The problem: Print the full article about Russia's claims against a NASA astronaut word for word, with nothing changed.

Text for analysis:
• • •

NASA expresses its support to its astronaut that Russian space agency claimed had a breakdown while in space in 2018. The Russian state-owned news outlet, TASS, claimed that NASA astronaut Serena Auñón-Chancellor tried to destroy Russian equipment to return early to Earth.
The report came out after critics of the Russian space agency, Roscosmos wondered aloud whether it is best for NASA to continue its partnership with them. As previously reported by Science Times, Russia's Nauka module experienced a technical error while docking to the International Space Station when its thrusters fired unexpectedly.
Now, Russia has released claims that have little to no evidence to back them up. On the other hand, the American space agency also expressed its support to its astronaut.
Russia's Claims Against a NASA Astronaut
TASS reported that NASA astronaut Auñón-Chancellor experienced "an acute psychological crisis" because of deep vein thrombosis, and the Russian state-owned news service implied that this led her to intentionally damage a Russian space module to return early to Earth in 2018. The report said that Auñón-Chancellor drilled holes in the wall of the module, which cosmonauts had to repair.
Furthermore, TASS said that the information came from a Roscosmos source and that the camera failed to capture what happened. They also claimed that the Americans refused to perform a polygraph test.

• • •

[Recorded data]
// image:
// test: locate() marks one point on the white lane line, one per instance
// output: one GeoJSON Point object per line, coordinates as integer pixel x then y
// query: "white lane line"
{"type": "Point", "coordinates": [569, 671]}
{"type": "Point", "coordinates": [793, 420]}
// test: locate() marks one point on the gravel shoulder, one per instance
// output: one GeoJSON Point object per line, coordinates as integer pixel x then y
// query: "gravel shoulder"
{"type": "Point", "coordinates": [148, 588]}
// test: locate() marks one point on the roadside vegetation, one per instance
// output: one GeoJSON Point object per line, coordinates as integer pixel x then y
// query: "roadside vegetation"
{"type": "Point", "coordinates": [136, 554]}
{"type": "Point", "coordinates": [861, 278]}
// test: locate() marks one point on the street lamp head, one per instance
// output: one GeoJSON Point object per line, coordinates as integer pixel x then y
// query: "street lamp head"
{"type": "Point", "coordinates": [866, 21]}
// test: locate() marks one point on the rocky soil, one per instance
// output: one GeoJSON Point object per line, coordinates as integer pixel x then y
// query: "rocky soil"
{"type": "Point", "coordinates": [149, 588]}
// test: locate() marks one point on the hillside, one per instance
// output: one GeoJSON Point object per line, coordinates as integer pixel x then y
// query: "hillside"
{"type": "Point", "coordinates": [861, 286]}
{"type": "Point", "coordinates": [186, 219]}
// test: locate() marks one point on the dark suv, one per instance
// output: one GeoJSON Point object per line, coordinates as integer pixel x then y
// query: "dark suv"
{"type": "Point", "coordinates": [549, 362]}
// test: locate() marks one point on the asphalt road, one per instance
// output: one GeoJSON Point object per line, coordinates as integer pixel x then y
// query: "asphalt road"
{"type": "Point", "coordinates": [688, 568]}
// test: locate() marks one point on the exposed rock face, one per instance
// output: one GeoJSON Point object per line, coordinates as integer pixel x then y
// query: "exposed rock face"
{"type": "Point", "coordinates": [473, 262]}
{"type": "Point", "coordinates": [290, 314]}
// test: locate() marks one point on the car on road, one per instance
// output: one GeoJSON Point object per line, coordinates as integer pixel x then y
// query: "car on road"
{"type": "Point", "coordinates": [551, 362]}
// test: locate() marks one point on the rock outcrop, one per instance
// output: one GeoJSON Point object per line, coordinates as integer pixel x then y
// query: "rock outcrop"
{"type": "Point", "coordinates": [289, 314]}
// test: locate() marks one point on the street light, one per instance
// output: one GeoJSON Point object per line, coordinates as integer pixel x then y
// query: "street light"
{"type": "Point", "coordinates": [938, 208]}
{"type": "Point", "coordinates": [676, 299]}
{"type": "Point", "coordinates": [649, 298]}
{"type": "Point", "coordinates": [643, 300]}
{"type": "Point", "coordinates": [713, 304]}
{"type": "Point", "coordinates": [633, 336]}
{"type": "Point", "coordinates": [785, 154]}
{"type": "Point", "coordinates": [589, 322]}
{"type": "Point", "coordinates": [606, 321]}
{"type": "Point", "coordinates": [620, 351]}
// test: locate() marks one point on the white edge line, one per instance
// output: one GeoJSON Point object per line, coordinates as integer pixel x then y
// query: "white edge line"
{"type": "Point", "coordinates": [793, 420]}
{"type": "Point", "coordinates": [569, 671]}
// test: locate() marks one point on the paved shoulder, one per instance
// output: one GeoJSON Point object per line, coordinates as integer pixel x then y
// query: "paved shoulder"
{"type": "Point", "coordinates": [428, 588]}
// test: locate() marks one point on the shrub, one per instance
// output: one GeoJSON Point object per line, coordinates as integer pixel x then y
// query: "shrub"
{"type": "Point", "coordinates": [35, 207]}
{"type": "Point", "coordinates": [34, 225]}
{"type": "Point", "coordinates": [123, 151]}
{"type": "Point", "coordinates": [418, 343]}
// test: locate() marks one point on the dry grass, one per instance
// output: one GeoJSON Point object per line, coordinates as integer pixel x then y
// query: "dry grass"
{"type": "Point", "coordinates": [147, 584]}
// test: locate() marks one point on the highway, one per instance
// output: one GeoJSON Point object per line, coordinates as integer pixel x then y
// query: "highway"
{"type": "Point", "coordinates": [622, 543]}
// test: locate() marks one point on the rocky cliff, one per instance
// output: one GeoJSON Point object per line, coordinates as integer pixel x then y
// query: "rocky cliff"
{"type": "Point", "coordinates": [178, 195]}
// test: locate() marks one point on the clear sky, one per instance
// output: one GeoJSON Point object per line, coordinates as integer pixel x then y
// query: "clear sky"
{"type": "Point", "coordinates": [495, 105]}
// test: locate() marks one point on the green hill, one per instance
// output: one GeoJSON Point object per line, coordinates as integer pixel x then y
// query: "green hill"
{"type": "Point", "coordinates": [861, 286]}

• • •

Written answer:
NASA expresses its support to its astronaut that Russian space agency claimed had a breakdown while in space in 2018. The Russian state-owned news outlet, TASS, claimed that NASA astronaut Serena Auñón-Chancellor tried to destroy Russian equipment to return early to Earth.
The report came out after critics of the Russian space agency, Roscosmos wondered aloud whether it is best for NASA to continue its partnership with them. As previously reported by Science Times, Russia's Nauka module experienced a technical error while docking to the International Space Station when its thrusters fired unexpectedly.
Now, Russia has released claims that have little to no evidence to back them up. On the other hand, the American space agency also expressed its support to its astronaut.
Russia's Claims Against a NASA Astronaut
TASS reported that NASA astronaut Auñón-Chancellor experienced "an acute psychological crisis" because of deep vein thrombosis, and the Russian state-owned news service implied that this led her to intentionally damage a Russian space module to return early to Earth in 2018. The report said that Auñón-Chancellor drilled holes in the wall of the module, which cosmonauts had to repair.
Furthermore, TASS said that the information came from a Roscosmos source and that the camera failed to capture what happened. They also claimed that the Americans refused to perform a polygraph test.